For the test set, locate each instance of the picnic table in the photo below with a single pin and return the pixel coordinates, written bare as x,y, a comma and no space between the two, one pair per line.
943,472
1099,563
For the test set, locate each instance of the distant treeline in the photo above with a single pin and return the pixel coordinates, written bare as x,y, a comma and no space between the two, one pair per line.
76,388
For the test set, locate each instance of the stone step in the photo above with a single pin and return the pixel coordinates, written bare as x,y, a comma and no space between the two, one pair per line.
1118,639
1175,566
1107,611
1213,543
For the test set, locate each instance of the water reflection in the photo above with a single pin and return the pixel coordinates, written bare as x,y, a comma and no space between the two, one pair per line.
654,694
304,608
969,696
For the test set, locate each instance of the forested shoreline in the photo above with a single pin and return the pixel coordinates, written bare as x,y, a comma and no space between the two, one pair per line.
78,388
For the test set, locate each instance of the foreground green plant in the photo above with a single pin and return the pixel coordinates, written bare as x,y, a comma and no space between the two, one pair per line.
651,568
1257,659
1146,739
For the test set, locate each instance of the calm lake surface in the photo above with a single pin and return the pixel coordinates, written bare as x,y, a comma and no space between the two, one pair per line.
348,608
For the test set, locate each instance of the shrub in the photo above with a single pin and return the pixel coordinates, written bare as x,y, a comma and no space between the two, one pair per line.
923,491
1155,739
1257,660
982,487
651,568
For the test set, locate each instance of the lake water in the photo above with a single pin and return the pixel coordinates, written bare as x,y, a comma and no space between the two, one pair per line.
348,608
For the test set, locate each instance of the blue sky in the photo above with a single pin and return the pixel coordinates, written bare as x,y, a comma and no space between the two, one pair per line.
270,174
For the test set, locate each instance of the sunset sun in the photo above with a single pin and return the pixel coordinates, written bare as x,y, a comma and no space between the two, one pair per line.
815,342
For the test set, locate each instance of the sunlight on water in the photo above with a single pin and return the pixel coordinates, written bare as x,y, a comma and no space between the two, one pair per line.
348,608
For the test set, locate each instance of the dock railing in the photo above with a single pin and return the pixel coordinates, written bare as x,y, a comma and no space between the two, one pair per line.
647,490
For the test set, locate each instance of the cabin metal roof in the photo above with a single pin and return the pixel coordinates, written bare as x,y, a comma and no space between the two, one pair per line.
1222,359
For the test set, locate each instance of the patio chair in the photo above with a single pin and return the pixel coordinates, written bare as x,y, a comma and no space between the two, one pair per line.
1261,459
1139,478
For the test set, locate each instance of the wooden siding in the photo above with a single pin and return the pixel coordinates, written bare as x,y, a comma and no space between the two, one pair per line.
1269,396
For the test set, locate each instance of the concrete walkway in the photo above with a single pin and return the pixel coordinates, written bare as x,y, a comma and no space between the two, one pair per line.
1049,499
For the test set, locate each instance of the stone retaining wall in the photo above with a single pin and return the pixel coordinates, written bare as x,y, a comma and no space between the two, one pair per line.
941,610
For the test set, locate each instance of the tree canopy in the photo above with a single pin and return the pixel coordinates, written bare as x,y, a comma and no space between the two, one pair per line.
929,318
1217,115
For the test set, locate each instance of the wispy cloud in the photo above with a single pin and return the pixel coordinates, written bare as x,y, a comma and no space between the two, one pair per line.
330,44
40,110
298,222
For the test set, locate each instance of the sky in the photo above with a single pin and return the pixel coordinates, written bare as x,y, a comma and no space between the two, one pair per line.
....
_What is needed_. Copy each line of the data exactly, leaving nothing out.

_Output below_.
For the test set, locate each instance of the picnic table in the photo below with a single pin and return the pixel coordinates, written bare as x,y, a comma and no space between the two, one pair per line.
943,472
1099,563
For the test set, locate each instance of the distant treeline in the photo above with a single pin and return the pixel coordinates, written bare as x,y, a comma and no space between the two, one pair per line.
76,388
For the test set, locate each instance of the stone step in the photo above with a single pin and return the pixel coordinates, written bare as x,y, a comma and no space between the two, one pair per line.
1118,639
1175,566
1107,611
1213,543
For the test set, locate each instance of the water reflection in the photo above with a single pin and return the pixel coordinates, written bare as x,y, a comma and no space between the two, one pair per line.
654,694
304,608
969,696
For the test set, locate each instance of the forested shoreline in the photo above with a single pin and return the pixel coordinates, written bare as x,y, a comma and no space between the two, one pair per line.
78,388
For the test set, locate each instance of the foreground green plant in the photo above with a single pin and return the pixel coordinates, written bare as x,y, a comma and no space between the two, one pair per line.
651,568
1257,659
1146,739
For the test set, locate each instance of the calm lake surface in the photo above with a single pin and return the pixel coordinates, written bare as x,y, a comma and no space between the two, one pair per line.
348,608
For the test set, locate each instance of the shrub in the photo above with a single pin and return the pixel coordinates, written bare as x,y, a comma and no space between the two, one pair per line.
923,491
1155,739
1257,660
982,487
651,568
For the test set, locate each instance of the lake water in the photo above with a single pin and return the pixel coordinates, written bare as x,y, a comma and no space between the two, one pair per line.
348,608
For the test set, locate each instance of the blue sky in the photo above with a single pin and return the pixel coordinates, written bare as x,y, a comma and no space between the two, one pair per line.
270,174
For the test set, locate each instance of the sunset sun in the photo above with a single pin and return the pixel coordinates, written bare as x,y, a comma and no space between the two, one pair per line.
815,342
For the test set, locate each instance of the sunlight on water in the photo above with a single pin and return the pixel coordinates, written bare as x,y, a comma and no space between the two, one pair per line.
348,608
For the test set, locate each instance of the dock railing in the photo above with a single pin and return the pixel coordinates, written bare as x,y, a comma and no space between the two, one pair per line.
647,490
For the test set, locate each instance of the cabin metal roof in the photo above with a single pin and return the pixel coordinates, written bare as x,y, a comma and no space between the two, one pair per line.
1222,359
For the test set, locate each instance of the patio chair in the photo above with a single pin and return the pixel coordinates, written bare as x,y, a comma and no space between the two, one pair per line.
1261,459
1139,478
For the test set, locate each instance of the wooden siding in the photo above with a single pin and return the pixel coordinates, written bare as x,y, a comma and no space between the two, one pair per line.
1269,396
For the test set, locate each instance of the concrete walkway in the photo above with a single pin and return the pixel coordinates, written bare as x,y, a comma and no space between the two, one pair per line.
1049,499
For the test set, locate each instance of the stone retaining wall in the photo above with a single pin and return the pixel coordinates, written bare as x,y, a comma and no space between the two, one pair per line.
941,610
For the test set, locate each instance of the tree canopy in the photo above with a single pin and return the pixel coordinates, written bare as x,y, a comma and no space between the two, one pair per line.
929,318
1217,115
For the test set, locate each instance of the wispy cloud in the photo above with a single pin and return the pixel coordinates, written bare as x,y, a comma and no space between the two, one pair per line.
330,44
40,110
298,222
For the test set, locate each instance of the sky in the photo above with a single pin and return the pixel coordinates, written bare as x,y, a comma and no space between the two, one pair per line.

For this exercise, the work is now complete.